# [Given request]
Copy the data starting at the line that contains "Locate the man's neck" and ending at the line that contains "201;72;237;113", both included, and keep the requests word for word. Multiply every coordinate in the answers by 1.85 and round each result to a whole number, with halves rounded up.

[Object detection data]
----
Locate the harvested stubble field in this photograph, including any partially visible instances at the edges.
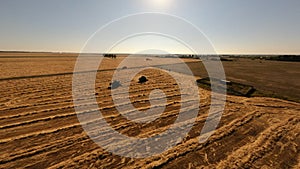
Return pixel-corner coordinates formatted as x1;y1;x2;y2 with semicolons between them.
0;52;300;168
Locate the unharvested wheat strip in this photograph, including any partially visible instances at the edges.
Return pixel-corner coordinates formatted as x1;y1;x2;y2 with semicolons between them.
0;134;89;164
0;99;199;143
50;109;264;168
0;93;183;129
130;111;263;168
1;107;207;166
217;117;300;168
0;83;177;115
0;84;178;120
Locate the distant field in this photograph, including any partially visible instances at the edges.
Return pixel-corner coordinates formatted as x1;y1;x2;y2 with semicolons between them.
0;54;300;169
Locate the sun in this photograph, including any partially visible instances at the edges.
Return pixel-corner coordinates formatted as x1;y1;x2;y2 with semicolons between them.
148;0;172;9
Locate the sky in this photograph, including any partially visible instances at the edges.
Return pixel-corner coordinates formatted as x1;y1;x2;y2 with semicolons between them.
0;0;300;54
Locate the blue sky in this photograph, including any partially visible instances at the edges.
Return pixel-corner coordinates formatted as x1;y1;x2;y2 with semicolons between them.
0;0;300;54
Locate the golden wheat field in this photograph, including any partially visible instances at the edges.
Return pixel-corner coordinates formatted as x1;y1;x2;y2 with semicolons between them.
0;54;300;169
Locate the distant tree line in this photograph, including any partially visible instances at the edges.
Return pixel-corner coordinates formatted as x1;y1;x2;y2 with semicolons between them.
104;53;117;59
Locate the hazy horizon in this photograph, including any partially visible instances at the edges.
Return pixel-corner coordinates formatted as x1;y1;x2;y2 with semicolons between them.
0;0;300;55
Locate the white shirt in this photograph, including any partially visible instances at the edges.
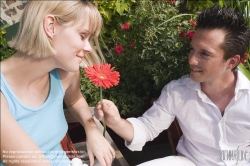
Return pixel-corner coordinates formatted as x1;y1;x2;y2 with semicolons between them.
125;70;250;166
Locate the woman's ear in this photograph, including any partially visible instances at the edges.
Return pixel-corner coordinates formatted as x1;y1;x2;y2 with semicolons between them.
228;55;240;69
43;15;56;39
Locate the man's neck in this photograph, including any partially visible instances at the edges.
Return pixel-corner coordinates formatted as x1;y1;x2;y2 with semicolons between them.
201;72;237;113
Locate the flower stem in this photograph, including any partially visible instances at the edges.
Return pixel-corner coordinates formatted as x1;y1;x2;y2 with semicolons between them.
100;87;106;137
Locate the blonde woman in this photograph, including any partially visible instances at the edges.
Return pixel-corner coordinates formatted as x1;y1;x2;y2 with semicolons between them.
1;0;114;166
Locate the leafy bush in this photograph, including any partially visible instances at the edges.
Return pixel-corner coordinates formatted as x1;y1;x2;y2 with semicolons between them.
0;19;15;61
82;0;195;116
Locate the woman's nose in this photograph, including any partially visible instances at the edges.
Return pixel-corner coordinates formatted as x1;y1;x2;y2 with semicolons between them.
83;41;92;54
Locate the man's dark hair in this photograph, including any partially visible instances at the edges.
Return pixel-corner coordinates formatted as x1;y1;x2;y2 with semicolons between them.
----
# [Response below]
Locate the man's neck in this photograph, including any partially visible instances at the edges.
Return pixel-corner coordinates formatted as x1;y1;x2;y2 with semicolons between them.
372;133;438;209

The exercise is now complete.